# [What the task asks]
Update each of the rows below so that "integer pixel boxes" becomes "whole-number pixel boxes" wherever it occurs, and leave every other word unchanged.

☆ ☆ ☆

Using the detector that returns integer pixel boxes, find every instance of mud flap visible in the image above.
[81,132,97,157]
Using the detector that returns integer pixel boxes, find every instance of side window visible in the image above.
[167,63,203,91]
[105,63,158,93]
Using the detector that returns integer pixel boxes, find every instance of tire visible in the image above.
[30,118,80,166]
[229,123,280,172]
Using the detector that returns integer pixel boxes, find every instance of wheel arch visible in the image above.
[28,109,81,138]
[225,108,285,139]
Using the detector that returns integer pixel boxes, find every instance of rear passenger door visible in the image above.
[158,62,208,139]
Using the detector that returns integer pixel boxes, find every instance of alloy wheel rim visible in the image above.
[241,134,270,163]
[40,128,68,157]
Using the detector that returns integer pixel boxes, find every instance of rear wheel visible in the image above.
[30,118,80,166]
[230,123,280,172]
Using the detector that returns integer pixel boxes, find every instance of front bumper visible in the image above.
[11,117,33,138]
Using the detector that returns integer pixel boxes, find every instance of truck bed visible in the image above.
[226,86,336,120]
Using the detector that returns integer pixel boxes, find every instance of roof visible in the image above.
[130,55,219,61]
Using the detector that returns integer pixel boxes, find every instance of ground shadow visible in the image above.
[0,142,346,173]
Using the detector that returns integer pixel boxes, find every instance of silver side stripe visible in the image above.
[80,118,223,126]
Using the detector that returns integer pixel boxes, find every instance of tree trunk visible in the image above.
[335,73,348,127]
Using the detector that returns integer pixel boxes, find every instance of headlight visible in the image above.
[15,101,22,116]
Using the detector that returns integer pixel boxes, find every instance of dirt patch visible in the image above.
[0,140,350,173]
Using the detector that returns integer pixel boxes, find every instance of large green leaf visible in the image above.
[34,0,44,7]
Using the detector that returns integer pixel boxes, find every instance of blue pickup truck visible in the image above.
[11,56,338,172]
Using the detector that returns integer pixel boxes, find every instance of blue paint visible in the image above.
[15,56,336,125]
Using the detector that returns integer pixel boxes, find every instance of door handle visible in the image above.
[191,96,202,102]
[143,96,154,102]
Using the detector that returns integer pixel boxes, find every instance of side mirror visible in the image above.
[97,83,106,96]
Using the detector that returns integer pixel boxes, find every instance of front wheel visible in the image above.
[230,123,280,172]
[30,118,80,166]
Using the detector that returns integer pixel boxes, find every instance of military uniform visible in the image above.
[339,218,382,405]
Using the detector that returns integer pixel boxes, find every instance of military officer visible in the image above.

☆ ☆ ☆

# [Reply to the exercise]
Using the detector that returns whole-number pixel boxes, find every instance of mud flap visible in the image above.
[81,132,97,157]
Using the detector that returns whole-number pixel boxes, find every instance of side window visible in the image above.
[167,63,203,91]
[105,63,158,93]
Using the detector that returns whole-number pixel boxes, find every instance of tire visible in the image above.
[30,118,80,166]
[229,123,280,172]
Using the detector that returns whole-number pixel boxes, find every instance of wheel arch visible in the image above.
[28,109,81,138]
[225,108,285,139]
Using the detector that returns whole-number pixel boxes, find every instance of rear passenger door visible in the image above.
[158,62,208,139]
Using the detector that returns whole-number pixel boxes, find every instance of alloy wheel rim visible in the image above.
[241,134,270,163]
[40,128,68,157]
Using the detector that returns whole-number pixel boxes, find every instance of rear wheel visible in the image above.
[30,118,80,166]
[230,123,280,172]
Using the detector that returns whole-number pixel boxes, find every instance of front bumper visible in the image above.
[11,117,33,138]
Using the detector that returns whole-number pixel boxes, find every instance of truck bed visible in the image above.
[226,86,336,120]
Using the detector that returns whole-number pixel boxes, find every instance of roof visible in the image above.
[130,55,219,61]
Using the detector that returns whole-number pixel boxes, find every instance of ground shadow visible in the image above.
[0,142,346,173]
Using the detector that returns whole-number pixel boxes, find every instance of silver side stripe visible in the image above.
[80,118,223,126]
Using the detector that returns whole-number pixel boxes, find every instance of tree trunk visible in the image above.
[335,73,348,127]
Using the detector that returns whole-number pixel boxes, find every instance of headlight visible in the image above.
[15,101,22,116]
Using the detector that returns whole-number pixel boxes, find every instance of dirt patch visible in the image above.
[0,140,350,173]
Using the detector that returns whole-number pixel boxes, find every instance of large green leaf visible in the image above.
[34,0,44,7]
Using the detector that returns whole-number pixel boxes, find every instance of blue pickup truck visible in the image above.
[11,56,338,172]
Using the detector that returns whole-number pixel boxes, find every instance of blue paint visible in the image above.
[15,56,336,125]
Using the detector that returns whole-number pixel boxes, find every instance of door handle visible in the image above.
[191,96,202,102]
[143,96,154,102]
Using the detector that returns whole-number pixel boxes, find every instance of side mirror visible in the image above.
[97,83,106,96]
Using the detector that returns whole-number pixel boxes, find every instance of front wheel visible in the image above.
[230,123,280,172]
[30,118,80,166]
Using the detector that returns whole-number pixel boxes, find every instance of military uniform visible in the image above.
[339,218,382,405]
Using the detector that returns whole-number pixel boxes, find every instance of military officer visible in the image above.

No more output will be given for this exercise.